> TEXT TO READ
════════════════════

Repetitive admin work can quietly eat the best hours of a small business day: copying form responses into a spreadsheet, sending the same follow-up email, reminding clients about invoices, or creating a task every time a new lead arrives. The good news is that you do not need to write code to reduce a lot of that manual work.
This guide explains how to automate small business tasks with Zapier or Make using practical, low-risk workflows. You will see when Zapier is the simpler choice, when Make gives you more control, and how to build beginner-friendly automations for lead capture, invoice reminders, client onboarding, spreadsheet updates, and follow-up emails.

Quick answer: what should you automate first?
Start with tasks that are frequent, predictable, and easy to reverse. A good first workflow has one clear trigger, one or two actions, and no major financial or legal consequence if it needs correction.

════════════════════

> A series of records
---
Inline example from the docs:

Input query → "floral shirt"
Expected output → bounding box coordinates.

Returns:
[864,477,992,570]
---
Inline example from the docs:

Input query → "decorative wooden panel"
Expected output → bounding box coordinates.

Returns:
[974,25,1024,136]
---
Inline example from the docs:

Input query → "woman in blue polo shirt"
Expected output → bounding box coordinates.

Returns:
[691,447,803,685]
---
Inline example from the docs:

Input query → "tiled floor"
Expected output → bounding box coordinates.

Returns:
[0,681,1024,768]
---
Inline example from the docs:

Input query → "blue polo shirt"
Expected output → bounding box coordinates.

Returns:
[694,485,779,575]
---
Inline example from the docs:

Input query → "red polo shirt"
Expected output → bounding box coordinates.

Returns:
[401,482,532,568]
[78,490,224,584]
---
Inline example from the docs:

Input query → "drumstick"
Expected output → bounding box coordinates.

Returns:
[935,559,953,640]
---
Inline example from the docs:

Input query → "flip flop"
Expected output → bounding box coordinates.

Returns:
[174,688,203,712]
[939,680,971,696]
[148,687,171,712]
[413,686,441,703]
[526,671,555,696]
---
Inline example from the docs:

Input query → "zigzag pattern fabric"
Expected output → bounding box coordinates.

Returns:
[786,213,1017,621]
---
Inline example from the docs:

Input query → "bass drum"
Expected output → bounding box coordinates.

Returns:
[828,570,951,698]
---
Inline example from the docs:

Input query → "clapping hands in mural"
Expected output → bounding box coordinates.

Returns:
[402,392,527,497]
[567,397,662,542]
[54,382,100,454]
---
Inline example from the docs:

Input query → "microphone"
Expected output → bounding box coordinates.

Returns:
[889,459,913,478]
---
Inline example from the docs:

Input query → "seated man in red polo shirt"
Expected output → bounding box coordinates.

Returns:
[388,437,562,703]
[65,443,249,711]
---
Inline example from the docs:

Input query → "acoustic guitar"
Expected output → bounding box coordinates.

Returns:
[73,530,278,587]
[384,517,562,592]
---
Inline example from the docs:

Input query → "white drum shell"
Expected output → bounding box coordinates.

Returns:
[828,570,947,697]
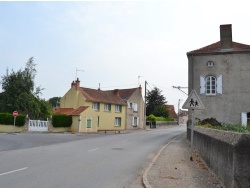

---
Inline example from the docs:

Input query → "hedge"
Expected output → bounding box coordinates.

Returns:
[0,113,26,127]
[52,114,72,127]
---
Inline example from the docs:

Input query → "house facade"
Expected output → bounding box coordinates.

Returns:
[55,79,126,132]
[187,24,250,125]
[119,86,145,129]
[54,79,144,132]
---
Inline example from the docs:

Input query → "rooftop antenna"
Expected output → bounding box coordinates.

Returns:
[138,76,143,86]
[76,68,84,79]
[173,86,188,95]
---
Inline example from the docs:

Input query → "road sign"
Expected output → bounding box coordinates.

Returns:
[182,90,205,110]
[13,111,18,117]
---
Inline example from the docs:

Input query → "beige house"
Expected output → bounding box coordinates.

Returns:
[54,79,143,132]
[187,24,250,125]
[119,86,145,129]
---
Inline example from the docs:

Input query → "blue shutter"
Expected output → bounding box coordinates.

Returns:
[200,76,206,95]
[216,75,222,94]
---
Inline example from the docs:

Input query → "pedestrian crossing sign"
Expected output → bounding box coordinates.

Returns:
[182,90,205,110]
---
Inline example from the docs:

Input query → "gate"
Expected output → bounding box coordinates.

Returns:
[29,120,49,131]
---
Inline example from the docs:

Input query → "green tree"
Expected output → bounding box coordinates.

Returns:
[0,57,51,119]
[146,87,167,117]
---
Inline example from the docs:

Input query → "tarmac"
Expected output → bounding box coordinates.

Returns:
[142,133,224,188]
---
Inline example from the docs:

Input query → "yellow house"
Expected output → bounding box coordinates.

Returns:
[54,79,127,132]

════════════════════

> BRIEF A
Copy the passage of the guide to small business automation that opens with the words containing "Quick answer: what" and closes with "it needs correction.".
> BRIEF B
Rewrite the records from their first line through the line containing "[0,681,1024,768]", replacing "Input query" with "Search phrase" and leaving everything else unchanged; give only those lines.
The records are unrelated to the text.

> TASK SOLUTION A
Quick answer: what should you automate first?
Start with tasks that are frequent, predictable, and easy to reverse. A good first workflow has one clear trigger, one or two actions, and no major financial or legal consequence if it needs correction.

> TASK SOLUTION B
---
Inline example from the docs:

Search phrase → "floral shirt"
Expected output → bounding box coordinates.

Returns:
[864,477,992,570]
---
Inline example from the docs:

Search phrase → "decorative wooden panel"
Expected output → bounding box coordinates.

Returns:
[974,25,1024,136]
---
Inline example from the docs:

Search phrase → "woman in blue polo shirt"
Expected output → bounding box coordinates.

Returns:
[691,447,803,685]
---
Inline example from the docs:

Search phrase → "tiled floor"
Expected output → bounding box coordinates.

Returns:
[0,681,1024,768]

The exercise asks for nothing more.